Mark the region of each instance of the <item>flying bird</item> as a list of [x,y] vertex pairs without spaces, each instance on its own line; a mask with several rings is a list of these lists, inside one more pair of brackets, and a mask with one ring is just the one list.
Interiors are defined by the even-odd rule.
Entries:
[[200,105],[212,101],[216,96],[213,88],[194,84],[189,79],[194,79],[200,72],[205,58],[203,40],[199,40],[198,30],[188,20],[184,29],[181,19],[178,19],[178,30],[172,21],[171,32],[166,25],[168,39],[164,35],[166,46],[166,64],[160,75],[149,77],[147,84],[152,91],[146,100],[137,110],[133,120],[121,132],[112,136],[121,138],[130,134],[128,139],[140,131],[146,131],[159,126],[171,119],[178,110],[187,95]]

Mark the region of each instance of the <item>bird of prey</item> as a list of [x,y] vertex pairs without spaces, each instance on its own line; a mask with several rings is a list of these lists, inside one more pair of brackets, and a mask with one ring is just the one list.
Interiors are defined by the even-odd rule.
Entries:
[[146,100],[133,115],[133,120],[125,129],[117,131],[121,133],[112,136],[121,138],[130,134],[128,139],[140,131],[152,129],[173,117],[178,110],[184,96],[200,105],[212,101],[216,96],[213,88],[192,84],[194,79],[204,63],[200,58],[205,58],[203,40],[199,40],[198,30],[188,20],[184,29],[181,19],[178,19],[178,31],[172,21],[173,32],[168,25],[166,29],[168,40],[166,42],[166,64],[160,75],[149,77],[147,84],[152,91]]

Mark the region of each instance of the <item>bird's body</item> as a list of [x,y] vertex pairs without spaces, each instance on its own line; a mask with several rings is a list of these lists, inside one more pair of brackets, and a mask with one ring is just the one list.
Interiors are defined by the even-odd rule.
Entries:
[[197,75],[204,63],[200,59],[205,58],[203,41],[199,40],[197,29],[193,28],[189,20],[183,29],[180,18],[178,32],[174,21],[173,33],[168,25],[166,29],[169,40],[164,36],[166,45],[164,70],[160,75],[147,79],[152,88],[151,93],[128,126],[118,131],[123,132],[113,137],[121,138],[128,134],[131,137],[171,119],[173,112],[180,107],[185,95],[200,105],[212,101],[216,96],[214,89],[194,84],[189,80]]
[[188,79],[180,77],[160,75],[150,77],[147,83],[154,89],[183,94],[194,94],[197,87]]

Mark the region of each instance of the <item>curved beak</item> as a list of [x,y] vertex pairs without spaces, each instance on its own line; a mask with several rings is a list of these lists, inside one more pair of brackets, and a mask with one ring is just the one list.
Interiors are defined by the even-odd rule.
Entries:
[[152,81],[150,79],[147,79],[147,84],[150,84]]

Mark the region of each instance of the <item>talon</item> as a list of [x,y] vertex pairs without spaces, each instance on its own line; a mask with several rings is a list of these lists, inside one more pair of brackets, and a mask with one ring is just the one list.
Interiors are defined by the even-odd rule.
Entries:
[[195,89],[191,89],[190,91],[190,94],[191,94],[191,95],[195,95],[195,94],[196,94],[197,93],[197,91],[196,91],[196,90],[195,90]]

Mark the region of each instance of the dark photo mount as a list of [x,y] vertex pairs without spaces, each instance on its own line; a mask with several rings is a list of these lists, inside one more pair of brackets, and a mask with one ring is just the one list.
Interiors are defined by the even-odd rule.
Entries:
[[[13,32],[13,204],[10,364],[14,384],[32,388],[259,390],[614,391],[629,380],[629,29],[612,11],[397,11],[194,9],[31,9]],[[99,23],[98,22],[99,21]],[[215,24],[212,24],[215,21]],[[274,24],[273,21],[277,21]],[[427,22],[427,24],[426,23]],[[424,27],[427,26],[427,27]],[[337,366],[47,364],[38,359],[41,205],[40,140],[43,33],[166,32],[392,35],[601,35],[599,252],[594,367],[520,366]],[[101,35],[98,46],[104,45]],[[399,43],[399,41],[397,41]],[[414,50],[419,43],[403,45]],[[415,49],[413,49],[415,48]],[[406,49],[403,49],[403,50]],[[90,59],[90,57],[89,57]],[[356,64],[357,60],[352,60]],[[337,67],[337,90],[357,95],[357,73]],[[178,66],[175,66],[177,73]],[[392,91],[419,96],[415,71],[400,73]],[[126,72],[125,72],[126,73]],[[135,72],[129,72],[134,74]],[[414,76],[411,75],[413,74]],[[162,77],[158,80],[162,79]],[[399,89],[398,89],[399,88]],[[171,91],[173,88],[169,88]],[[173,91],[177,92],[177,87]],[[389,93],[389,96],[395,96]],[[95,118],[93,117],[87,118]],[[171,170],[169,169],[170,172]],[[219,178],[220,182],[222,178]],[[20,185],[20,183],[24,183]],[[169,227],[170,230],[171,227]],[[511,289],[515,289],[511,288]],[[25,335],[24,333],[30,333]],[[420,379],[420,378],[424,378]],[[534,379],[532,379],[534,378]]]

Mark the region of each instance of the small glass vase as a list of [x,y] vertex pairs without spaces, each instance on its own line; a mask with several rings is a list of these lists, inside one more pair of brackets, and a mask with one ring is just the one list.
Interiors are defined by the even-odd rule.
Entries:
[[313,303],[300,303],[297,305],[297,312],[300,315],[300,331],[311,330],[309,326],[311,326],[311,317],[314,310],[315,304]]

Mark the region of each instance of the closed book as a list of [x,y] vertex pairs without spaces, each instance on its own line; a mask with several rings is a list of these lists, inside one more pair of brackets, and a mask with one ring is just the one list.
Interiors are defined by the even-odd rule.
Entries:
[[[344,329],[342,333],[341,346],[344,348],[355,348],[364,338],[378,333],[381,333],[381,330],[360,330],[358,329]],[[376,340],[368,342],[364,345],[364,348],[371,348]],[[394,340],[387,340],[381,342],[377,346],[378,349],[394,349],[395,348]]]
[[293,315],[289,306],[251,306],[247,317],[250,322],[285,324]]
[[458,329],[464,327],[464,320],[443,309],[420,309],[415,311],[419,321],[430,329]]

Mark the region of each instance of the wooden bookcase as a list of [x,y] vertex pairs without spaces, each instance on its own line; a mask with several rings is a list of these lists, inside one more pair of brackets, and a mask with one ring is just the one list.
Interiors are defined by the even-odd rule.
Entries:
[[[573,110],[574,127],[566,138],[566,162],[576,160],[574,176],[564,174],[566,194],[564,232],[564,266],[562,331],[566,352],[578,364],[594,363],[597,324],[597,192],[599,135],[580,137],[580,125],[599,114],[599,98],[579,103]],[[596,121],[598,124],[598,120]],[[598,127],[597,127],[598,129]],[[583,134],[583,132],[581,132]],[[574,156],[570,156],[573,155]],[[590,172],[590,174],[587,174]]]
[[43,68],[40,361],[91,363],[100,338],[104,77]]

---

- TRAVAIL À EFFECTUER
Transforme l'ensemble des données ci-dessus en liste numérotée, en supprimant les lignes vides.

- RÉSULTAT DE L'EXERCICE
1. Mark the region of each instance of the <item>flying bird</item> as a list of [x,y] vertex pairs without spaces, each instance on its own line; a mask with several rings is a list of these lists, inside one more pair of brackets, and a mask with one ring is just the one list.
2. Interiors are defined by the even-odd rule.
3. Entries:
4. [[200,105],[212,101],[216,96],[213,88],[194,84],[189,79],[194,79],[200,72],[205,58],[203,40],[199,40],[198,30],[188,20],[184,29],[181,19],[178,19],[178,30],[172,21],[171,32],[166,25],[168,39],[164,35],[166,46],[166,64],[160,75],[149,77],[147,84],[152,91],[146,100],[137,110],[133,120],[121,132],[112,136],[121,138],[130,134],[128,139],[140,131],[146,131],[159,126],[171,119],[178,110],[187,95]]
5. Mark the region of each instance of the <item>bird of prey</item> as a list of [x,y] vertex pairs without spaces, each instance on its own line; a mask with several rings is a list of these lists, inside one more pair of brackets, and a mask with one ring is just the one list.
6. Interiors are defined by the even-odd rule.
7. Entries:
8. [[146,100],[133,115],[133,120],[125,129],[117,131],[121,133],[112,136],[121,138],[130,134],[128,139],[140,131],[152,129],[173,117],[178,110],[184,96],[200,105],[212,101],[216,96],[213,88],[192,84],[194,79],[204,63],[200,58],[205,58],[203,40],[199,40],[198,30],[188,20],[184,29],[181,19],[178,19],[178,31],[172,21],[173,32],[168,25],[166,29],[168,40],[166,42],[166,64],[160,75],[149,77],[147,84],[152,91]]
9. Mark the region of each instance of the <item>bird's body</item> as a list of [x,y] vertex pairs without spaces, each instance on its own line; a mask with several rings is a list of these lists, inside one more pair of brackets, and a mask with one ring is just the one list.
10. Interiors are defined by the even-odd rule.
11. Entries:
12. [[197,75],[204,63],[200,59],[205,58],[203,41],[199,40],[197,29],[193,28],[189,20],[183,29],[180,18],[178,32],[174,21],[173,33],[168,25],[166,29],[169,40],[164,36],[166,45],[164,70],[160,75],[147,79],[152,88],[151,93],[128,126],[118,131],[123,132],[113,137],[121,138],[128,134],[131,137],[171,119],[173,112],[180,107],[185,95],[200,105],[212,101],[216,96],[214,89],[194,84],[189,80]]
13. [[188,79],[180,77],[160,75],[150,77],[147,83],[154,89],[183,94],[194,94],[197,87]]
14. Mark the region of each instance of the <item>curved beak</item> as a list of [x,y] vertex pairs without spaces, each instance on its own line; a mask with several rings is a list of these lists, inside one more pair of brackets, and a mask with one ring is just the one list.
15. Interiors are defined by the even-odd rule.
16. Entries:
17. [[152,81],[150,79],[147,79],[147,84],[150,84]]
18. Mark the region of each instance of the <item>talon</item> as a list of [x,y] vertex pairs without spaces, each instance on its own line; a mask with several rings is a list of these lists, inside one more pair of brackets, and a mask with one ring is just the one list.
19. Interiors are defined by the even-odd rule.
20. Entries:
21. [[195,89],[191,89],[190,91],[190,94],[191,94],[191,95],[195,95],[195,94],[196,94],[197,93],[197,91],[196,91],[196,90],[195,90]]
22. Mark the region of each instance of the dark photo mount as a list of [x,y] vertex pairs without spaces, each instance on its own line; a mask with several rings is a list of these lists, inside one more pair of brackets, and a mask with one ring is just the one list.
23. Interiors are defined by the even-odd rule.
24. Entries:
25. [[[13,32],[13,204],[10,364],[14,384],[32,388],[259,390],[614,391],[629,380],[629,29],[612,11],[397,11],[194,9],[31,9]],[[99,23],[98,22],[99,21]],[[215,24],[212,24],[215,21]],[[274,24],[273,21],[277,21]],[[427,22],[427,24],[426,23]],[[424,27],[427,26],[427,27]],[[337,366],[47,364],[38,359],[41,205],[40,140],[43,33],[166,32],[392,35],[601,35],[599,252],[594,367],[520,366]],[[101,35],[98,46],[104,45]],[[399,43],[399,41],[397,41]],[[414,50],[419,43],[403,45]],[[415,49],[413,49],[415,48]],[[406,49],[403,49],[403,50]],[[90,59],[90,57],[89,57]],[[356,64],[357,60],[352,60]],[[337,67],[337,90],[357,95],[357,73]],[[178,66],[175,66],[177,73]],[[392,91],[419,96],[415,71],[400,73]],[[126,72],[125,72],[126,73]],[[135,72],[129,72],[134,74]],[[414,76],[411,75],[413,74]],[[162,77],[158,80],[162,79]],[[399,89],[398,89],[399,88]],[[171,91],[173,88],[169,88]],[[173,91],[177,92],[177,87]],[[389,93],[389,96],[395,96]],[[95,118],[93,117],[87,118]],[[171,170],[169,169],[170,172]],[[219,178],[220,182],[222,178]],[[20,185],[20,183],[24,183]],[[169,227],[170,230],[171,227]],[[511,289],[515,289],[511,288]],[[25,335],[24,333],[30,333]],[[420,379],[420,378],[424,378]],[[534,379],[532,379],[534,378]]]
26. Mark the region of each instance of the small glass vase as a list of [x,y] vertex pairs without spaces, each instance on its own line; a mask with several rings is a list of these lists, inside one more pair of brackets, and a mask with one ring is just the one list.
27. Interiors are defined by the even-odd rule.
28. Entries:
29. [[313,303],[300,303],[297,305],[297,312],[300,315],[300,331],[311,330],[309,326],[311,326],[311,317],[314,310],[315,304]]
30. Mark the region of each instance of the closed book as a list of [x,y] vertex pairs without spaces, each instance on its own line; a mask with several rings is a list of these lists, inside one more pair of brackets, and a mask with one ring is just the one list.
31. Interiors are defined by the even-odd rule.
32. Entries:
33. [[[344,329],[342,333],[341,346],[344,348],[355,348],[364,338],[378,333],[381,333],[381,330],[360,330],[358,329]],[[376,340],[368,342],[364,345],[364,348],[371,348]],[[394,340],[387,340],[381,342],[377,346],[378,349],[394,349],[395,348]]]
34. [[293,315],[289,306],[251,306],[247,317],[250,322],[285,324]]
35. [[458,329],[464,327],[464,320],[443,309],[420,309],[415,311],[419,321],[430,329]]
36. Mark the region of each instance of the wooden bookcase as a list of [x,y] vertex pairs without spaces, each instance on its own line; a mask with several rings is a list of these lists, inside one more pair of brackets, and a mask with one ring is just the one list.
37. Interiors are defined by the even-odd rule.
38. Entries:
39. [[[573,110],[574,127],[566,138],[566,162],[576,160],[574,176],[564,174],[566,194],[564,232],[564,266],[562,331],[566,352],[578,364],[594,363],[597,324],[597,192],[599,135],[580,137],[580,125],[599,114],[599,98],[579,103]],[[596,121],[598,124],[598,120]],[[598,127],[597,127],[598,129]],[[583,134],[583,132],[581,132]],[[574,156],[570,156],[573,155]],[[590,172],[590,174],[587,174]]]
40. [[43,68],[40,361],[91,363],[100,338],[104,77]]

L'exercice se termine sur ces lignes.